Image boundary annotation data
## BEGIN

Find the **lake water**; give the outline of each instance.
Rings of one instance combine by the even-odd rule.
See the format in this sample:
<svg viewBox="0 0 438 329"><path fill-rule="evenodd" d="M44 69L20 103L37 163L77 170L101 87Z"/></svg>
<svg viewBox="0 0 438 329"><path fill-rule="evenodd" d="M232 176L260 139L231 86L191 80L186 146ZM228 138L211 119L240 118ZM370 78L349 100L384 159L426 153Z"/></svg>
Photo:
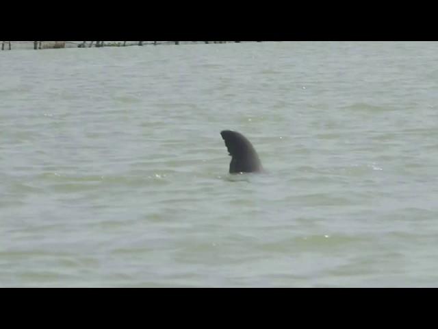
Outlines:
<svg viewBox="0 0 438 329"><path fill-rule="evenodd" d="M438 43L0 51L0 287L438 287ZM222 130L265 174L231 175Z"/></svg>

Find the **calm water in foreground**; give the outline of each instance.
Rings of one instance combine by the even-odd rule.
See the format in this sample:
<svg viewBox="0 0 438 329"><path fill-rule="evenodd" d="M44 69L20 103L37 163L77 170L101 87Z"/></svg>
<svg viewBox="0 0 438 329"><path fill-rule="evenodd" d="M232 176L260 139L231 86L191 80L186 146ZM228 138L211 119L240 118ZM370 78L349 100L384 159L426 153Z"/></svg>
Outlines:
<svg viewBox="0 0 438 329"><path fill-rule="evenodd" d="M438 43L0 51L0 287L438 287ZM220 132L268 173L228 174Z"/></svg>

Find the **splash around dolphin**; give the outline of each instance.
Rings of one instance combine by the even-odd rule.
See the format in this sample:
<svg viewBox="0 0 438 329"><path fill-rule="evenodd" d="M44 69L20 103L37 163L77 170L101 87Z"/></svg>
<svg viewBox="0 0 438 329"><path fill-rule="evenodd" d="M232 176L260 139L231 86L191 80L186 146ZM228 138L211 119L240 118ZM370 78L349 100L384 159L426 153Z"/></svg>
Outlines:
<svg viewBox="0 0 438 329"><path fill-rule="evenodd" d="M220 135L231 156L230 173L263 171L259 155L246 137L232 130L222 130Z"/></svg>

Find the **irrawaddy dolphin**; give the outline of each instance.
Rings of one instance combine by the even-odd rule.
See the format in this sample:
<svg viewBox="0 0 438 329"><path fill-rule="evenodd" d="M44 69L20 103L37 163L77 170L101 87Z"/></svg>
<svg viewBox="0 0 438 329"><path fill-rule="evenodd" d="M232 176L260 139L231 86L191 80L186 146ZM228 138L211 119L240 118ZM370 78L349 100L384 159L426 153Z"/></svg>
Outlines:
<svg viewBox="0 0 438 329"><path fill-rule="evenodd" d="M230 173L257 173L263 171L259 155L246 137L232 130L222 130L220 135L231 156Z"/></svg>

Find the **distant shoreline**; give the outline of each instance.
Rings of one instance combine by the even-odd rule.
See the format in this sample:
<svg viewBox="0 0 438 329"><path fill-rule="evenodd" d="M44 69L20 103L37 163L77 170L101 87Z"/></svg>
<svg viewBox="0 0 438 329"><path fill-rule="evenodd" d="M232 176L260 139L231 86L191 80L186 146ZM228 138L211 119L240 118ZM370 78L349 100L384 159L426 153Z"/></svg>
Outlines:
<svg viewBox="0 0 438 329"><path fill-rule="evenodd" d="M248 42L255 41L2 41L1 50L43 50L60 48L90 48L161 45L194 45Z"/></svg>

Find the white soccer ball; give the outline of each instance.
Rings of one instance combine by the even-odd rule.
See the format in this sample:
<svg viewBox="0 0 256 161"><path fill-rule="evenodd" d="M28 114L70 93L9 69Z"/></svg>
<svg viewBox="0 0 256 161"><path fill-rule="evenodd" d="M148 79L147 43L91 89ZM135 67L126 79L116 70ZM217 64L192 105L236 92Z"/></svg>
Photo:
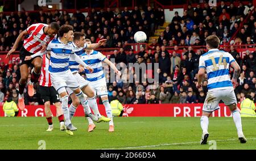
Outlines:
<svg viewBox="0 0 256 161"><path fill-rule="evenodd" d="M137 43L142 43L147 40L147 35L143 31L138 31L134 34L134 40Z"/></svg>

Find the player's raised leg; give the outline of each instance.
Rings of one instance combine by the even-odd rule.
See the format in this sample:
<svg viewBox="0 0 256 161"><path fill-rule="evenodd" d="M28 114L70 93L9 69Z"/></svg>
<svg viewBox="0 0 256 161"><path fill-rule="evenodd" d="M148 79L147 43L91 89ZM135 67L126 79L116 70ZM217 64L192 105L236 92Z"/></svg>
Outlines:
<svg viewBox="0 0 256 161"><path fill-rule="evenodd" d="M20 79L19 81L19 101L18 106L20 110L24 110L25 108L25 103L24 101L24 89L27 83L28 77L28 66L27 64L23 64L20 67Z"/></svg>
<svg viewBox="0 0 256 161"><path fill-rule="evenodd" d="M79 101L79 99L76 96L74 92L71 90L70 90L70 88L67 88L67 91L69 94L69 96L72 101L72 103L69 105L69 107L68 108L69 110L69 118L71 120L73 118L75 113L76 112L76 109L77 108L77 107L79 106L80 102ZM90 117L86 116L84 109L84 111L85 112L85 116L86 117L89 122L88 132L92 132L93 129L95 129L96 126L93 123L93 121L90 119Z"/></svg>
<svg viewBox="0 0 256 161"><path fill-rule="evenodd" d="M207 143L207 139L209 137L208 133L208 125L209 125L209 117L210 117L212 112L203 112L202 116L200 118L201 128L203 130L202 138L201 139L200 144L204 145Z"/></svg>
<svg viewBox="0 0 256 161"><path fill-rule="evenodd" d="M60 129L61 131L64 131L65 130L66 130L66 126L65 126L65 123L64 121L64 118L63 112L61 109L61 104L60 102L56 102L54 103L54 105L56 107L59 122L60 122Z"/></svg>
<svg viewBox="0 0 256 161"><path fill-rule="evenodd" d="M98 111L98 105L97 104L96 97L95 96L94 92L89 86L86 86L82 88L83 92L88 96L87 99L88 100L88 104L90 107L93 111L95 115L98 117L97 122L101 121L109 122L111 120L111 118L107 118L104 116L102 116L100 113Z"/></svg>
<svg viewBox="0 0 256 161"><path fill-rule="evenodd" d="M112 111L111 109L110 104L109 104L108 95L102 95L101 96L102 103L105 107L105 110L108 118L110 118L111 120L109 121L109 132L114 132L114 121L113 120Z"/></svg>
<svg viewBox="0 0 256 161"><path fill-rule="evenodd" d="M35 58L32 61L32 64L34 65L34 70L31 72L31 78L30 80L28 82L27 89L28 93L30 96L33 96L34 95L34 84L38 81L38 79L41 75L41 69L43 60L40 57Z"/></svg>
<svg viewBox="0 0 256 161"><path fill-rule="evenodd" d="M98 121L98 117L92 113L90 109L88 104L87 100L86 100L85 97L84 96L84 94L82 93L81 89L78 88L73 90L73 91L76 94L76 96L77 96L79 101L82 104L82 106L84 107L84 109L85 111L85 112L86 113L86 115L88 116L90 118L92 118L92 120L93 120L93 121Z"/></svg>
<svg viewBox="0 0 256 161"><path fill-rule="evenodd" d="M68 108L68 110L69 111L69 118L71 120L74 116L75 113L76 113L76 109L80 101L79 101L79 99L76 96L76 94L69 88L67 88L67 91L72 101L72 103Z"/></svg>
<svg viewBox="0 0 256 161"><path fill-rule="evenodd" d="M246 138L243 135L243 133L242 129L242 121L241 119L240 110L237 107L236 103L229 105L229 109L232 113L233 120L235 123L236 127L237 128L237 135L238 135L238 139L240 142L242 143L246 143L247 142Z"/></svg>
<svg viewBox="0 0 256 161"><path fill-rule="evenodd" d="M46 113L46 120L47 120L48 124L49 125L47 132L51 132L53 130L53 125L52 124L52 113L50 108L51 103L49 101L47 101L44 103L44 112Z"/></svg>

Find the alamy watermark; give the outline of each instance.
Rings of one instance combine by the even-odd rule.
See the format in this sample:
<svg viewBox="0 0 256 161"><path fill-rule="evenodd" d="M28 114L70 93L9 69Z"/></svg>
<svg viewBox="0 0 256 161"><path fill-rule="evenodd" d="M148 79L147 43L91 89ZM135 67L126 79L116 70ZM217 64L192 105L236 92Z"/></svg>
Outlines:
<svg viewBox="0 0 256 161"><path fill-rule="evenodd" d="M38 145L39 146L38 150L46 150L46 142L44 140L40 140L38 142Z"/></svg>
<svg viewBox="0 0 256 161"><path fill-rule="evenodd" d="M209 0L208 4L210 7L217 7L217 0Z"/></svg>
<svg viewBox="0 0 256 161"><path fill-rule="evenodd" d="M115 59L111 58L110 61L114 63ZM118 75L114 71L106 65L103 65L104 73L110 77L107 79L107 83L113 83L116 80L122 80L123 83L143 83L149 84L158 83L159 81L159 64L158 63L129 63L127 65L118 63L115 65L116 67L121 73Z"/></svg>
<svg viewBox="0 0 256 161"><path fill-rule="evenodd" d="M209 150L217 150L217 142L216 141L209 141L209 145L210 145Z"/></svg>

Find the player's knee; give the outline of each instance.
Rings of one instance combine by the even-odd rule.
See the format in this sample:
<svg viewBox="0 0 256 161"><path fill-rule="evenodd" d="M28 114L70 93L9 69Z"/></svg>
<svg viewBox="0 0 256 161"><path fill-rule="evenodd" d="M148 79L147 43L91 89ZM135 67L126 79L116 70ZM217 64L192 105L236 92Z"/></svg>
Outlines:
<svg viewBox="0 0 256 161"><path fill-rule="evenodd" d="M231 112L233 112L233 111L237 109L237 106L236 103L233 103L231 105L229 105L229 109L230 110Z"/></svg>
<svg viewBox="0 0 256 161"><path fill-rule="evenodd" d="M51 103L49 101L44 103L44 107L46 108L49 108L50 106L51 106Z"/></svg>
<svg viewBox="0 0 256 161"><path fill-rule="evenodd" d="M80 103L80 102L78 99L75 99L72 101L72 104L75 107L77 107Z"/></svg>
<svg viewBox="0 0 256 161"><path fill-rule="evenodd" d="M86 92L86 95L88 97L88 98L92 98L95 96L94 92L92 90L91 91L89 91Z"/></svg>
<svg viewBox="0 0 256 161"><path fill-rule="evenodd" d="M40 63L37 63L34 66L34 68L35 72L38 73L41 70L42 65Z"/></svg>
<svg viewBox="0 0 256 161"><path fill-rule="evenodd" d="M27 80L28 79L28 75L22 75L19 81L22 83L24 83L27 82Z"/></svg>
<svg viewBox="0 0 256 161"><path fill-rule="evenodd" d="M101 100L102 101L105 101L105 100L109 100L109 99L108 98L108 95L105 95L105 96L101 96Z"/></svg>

## END
## BEGIN

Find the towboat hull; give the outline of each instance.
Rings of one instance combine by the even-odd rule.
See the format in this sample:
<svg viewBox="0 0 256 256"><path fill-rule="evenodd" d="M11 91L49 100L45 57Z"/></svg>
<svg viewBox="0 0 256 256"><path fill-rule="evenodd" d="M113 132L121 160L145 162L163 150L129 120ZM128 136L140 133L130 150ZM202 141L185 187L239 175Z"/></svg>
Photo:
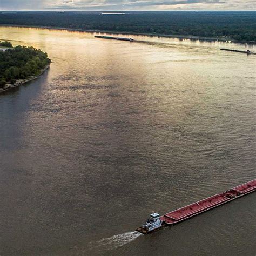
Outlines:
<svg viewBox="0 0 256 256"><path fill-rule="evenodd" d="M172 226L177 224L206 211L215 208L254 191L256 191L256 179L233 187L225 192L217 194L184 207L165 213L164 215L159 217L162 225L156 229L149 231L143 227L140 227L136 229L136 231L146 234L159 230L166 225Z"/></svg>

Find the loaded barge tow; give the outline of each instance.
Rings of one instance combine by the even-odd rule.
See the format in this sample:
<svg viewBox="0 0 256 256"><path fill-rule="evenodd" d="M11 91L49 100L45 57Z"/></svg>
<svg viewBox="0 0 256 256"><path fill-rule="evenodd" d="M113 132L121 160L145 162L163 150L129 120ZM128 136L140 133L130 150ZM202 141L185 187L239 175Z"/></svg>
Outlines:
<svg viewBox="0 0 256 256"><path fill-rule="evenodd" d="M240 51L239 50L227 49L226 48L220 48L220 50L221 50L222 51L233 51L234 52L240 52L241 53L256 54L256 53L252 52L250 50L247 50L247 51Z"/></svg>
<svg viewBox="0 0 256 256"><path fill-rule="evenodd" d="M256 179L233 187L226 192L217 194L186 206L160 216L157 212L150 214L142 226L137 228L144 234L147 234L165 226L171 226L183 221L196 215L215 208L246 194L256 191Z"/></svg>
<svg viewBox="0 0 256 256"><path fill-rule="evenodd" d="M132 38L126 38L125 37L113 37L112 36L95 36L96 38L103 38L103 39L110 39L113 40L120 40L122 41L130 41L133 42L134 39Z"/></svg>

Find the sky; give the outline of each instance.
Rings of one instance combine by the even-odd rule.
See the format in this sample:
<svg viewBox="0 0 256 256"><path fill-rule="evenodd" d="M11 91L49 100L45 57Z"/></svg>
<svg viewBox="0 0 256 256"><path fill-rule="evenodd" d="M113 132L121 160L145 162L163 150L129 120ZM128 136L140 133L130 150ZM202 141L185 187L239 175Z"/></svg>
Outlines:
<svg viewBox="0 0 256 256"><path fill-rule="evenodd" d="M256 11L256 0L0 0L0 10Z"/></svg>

## END

Convert the stretch from the line containing "Find the **lake" through the line containing "51L0 287L438 287ZM222" into a JSON list of strings, one string per line, with blank lines skipped. Leave the picture out of the list.

[
  "Find the **lake water**; give the outline of each instance.",
  "Rings of one instance combine by the even-odd rule.",
  "See the format in this sample:",
  "<svg viewBox=\"0 0 438 329\"><path fill-rule=\"evenodd\" d=\"M44 69L20 103L37 163L77 170L101 87Z\"/></svg>",
  "<svg viewBox=\"0 0 438 329\"><path fill-rule=\"evenodd\" d=\"M232 176L260 139L231 86L191 80L186 146ZM228 138L211 119L240 118ZM370 78L349 100L384 159L426 153Z\"/></svg>",
  "Photo:",
  "Outlines:",
  "<svg viewBox=\"0 0 438 329\"><path fill-rule=\"evenodd\" d=\"M438 43L0 51L0 287L438 287ZM222 130L265 174L231 175Z\"/></svg>"
]